Passage -
+++
I never said it didn't however it's going to be really slow for pretty much anything, I can tell you first hand as my laptop (I only keep it because of the ODD) sports uses an Intel i5-520M CPU which performs pretty much the same as the CPU mentioned and overall experience is quite underwhelming at least if you value any kind of responsiveness and that's with 8Gb of RAM and a fast SSD. As Phishfry mentioned earlier nVidia chipset support was never great (the chipset also had its interesting quriks but that's another story).

If I were to make a guess the CD image is still there because of IPMI, I highly doubt "anyone" burns a physical CD to install FreeBSD as it more or less depends on a network connection anyway if you want to use most applications that aren't in base. While I haven't looked at what is packaged with the DVD image that's probably a much better idea if you want to have a somewhat complete system without going online.

@grahamperrin
There's zero support for UEFI by the hardware listed =)


----------



## kpedersen (Jul 22, 2021)

diizzy said:


> I can tell you first hand as my laptop (I only keep it because of the ODD) sports uses an Intel i5-520M CPU which performs pretty much the same as the CPU mentioned and overall experience is quite underwhelming at least if you value any kind of responsiveness and that's with 8Gb of RAM and a fast SSD.


Oh right. Well I can't really comment. Most of my laptops are older ThinkPads. The fastest is an Intel i3 from ~2012 and 4gigs ram which I find "good enough" for pretty much everything.
+++
Exercise goal - Transcribe the forum thread above word for word, from "If I were to" to "without going online.".
+++
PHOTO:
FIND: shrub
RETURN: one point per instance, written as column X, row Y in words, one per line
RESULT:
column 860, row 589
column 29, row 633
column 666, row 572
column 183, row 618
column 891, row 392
+++
Result of this exercise -
If I were to make a guess the CD image is still there because of IPMI, I highly doubt "anyone" burns a physical CD to install FreeBSD as it more or less depends on a network connection anyway if you want to use most applications that aren't in base. While I haven't looked at what is packaged with the DVD image that's probably a much better idea if you want to have a somewhat complete system without going online.